• [WHAT THE EXERCISE ASKS]:
Rename "positive clicks" to "foreground clicks" everywhere in the records below and give them again with nothing else changed. Leave the pictures out.

[ENTRIES SHOWN Boundary: Start]

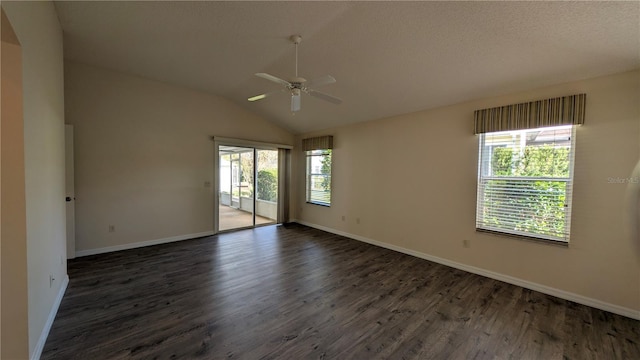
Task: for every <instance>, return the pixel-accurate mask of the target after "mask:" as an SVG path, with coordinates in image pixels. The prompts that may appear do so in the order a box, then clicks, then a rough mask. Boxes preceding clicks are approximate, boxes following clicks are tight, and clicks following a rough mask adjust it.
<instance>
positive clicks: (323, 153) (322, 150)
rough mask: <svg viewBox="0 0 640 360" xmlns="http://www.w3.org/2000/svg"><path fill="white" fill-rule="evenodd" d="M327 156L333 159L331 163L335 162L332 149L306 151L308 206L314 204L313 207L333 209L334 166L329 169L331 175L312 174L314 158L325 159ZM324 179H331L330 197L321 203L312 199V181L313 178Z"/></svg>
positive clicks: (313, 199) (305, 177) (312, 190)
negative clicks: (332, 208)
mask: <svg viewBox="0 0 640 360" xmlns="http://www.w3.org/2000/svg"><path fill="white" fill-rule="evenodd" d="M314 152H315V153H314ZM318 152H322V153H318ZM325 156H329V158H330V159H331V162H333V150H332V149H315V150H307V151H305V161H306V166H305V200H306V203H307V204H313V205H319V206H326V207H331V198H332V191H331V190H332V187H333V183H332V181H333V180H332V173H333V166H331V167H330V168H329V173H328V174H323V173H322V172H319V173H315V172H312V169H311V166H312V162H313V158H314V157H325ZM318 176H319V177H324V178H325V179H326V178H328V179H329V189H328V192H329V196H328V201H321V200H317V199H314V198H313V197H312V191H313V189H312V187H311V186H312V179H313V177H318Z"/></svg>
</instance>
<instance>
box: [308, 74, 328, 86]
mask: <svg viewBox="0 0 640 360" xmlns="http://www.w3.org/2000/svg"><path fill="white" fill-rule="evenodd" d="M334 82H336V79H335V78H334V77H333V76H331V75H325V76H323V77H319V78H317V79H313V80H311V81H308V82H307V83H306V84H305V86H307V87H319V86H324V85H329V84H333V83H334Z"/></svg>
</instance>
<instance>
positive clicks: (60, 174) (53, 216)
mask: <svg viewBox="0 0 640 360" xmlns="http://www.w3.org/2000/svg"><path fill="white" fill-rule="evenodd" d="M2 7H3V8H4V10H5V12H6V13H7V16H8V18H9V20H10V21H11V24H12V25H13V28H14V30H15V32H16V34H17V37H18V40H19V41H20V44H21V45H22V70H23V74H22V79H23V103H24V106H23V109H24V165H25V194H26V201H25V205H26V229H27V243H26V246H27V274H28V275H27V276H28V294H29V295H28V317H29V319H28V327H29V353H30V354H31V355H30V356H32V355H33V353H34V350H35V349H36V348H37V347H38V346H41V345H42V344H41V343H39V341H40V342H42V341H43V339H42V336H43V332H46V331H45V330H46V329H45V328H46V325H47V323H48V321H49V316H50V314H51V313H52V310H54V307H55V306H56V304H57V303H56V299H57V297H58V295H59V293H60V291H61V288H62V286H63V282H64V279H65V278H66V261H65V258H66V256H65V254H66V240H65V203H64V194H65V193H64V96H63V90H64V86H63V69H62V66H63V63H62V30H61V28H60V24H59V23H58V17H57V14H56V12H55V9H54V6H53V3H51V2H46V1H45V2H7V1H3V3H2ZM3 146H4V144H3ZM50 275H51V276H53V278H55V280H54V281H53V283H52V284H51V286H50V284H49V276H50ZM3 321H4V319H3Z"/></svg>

[ENTRIES SHOWN Boundary: End]

• [ANSWER BELOW]:
Task: for every <instance>, return the pixel-accurate mask of the target after "mask:" as an SVG path, with coordinates in image pixels. The prompts that may appear do so in the order a box, then clicks, then a rough mask. Boxes preceding clicks are approximate, boxes following clicks are tight, and clicks following a rough mask adjust it.
<instance>
foreground clicks: (323, 153) (322, 150)
rough mask: <svg viewBox="0 0 640 360" xmlns="http://www.w3.org/2000/svg"><path fill="white" fill-rule="evenodd" d="M327 156L333 159L331 163L335 162L332 149L306 151L308 206L314 204L313 207L333 209L334 166L329 169L331 175L312 174L314 158L325 159ZM324 179H331L330 197L321 203L312 199V181L313 178Z"/></svg>
foreground clicks: (313, 199) (305, 177) (312, 190)
negative clicks: (332, 208)
mask: <svg viewBox="0 0 640 360" xmlns="http://www.w3.org/2000/svg"><path fill="white" fill-rule="evenodd" d="M314 152H315V153H314ZM318 152H322V153H318ZM325 156H329V158H330V159H331V162H333V150H332V149H315V150H307V151H305V161H306V166H305V200H306V203H307V204H313V205H319V206H326V207H331V198H332V191H331V190H332V187H333V183H332V181H333V180H332V173H333V166H331V167H330V168H329V173H328V174H323V173H322V172H319V173H315V172H312V169H311V166H312V162H313V158H314V157H325ZM318 176H319V177H324V178H325V179H326V178H328V179H329V189H328V192H329V196H328V201H321V200H317V199H314V198H313V197H312V191H313V189H312V187H311V186H312V179H313V177H318Z"/></svg>
</instance>
<instance>
box: [308, 74, 328, 86]
mask: <svg viewBox="0 0 640 360" xmlns="http://www.w3.org/2000/svg"><path fill="white" fill-rule="evenodd" d="M334 82H336V79H335V78H334V77H333V76H331V75H325V76H323V77H319V78H317V79H313V80H311V81H308V82H307V83H306V84H305V86H307V87H319V86H324V85H329V84H333V83H334Z"/></svg>
</instance>
<instance>
foreground clicks: (60, 174) (53, 216)
mask: <svg viewBox="0 0 640 360" xmlns="http://www.w3.org/2000/svg"><path fill="white" fill-rule="evenodd" d="M2 7H3V8H4V10H5V12H6V13H7V16H8V18H9V20H10V21H11V24H12V25H13V28H14V30H15V32H16V34H17V37H18V40H19V41H20V44H21V45H22V70H23V74H22V79H23V103H24V106H23V109H24V165H25V194H26V201H25V205H26V229H27V243H26V246H27V274H28V275H27V276H28V294H29V295H28V317H29V319H28V327H29V353H30V354H31V355H30V356H32V355H33V353H34V350H35V349H36V348H37V347H38V346H41V345H42V344H41V343H39V341H40V342H42V341H43V339H42V336H43V332H46V331H45V330H46V329H45V328H46V325H47V323H48V321H49V316H50V314H51V313H52V310H54V307H55V306H56V304H57V303H56V299H57V297H58V295H59V293H60V291H61V288H62V286H63V282H64V279H65V278H66V261H65V258H66V256H65V254H66V240H65V203H64V194H65V193H64V96H63V90H64V86H63V69H62V66H63V63H62V30H61V28H60V24H59V23H58V17H57V14H56V12H55V9H54V6H53V3H51V2H46V1H45V2H7V1H3V3H2ZM3 146H4V144H3ZM50 275H51V276H53V278H55V280H54V281H53V283H52V284H51V286H50V284H49V276H50ZM3 321H4V319H3Z"/></svg>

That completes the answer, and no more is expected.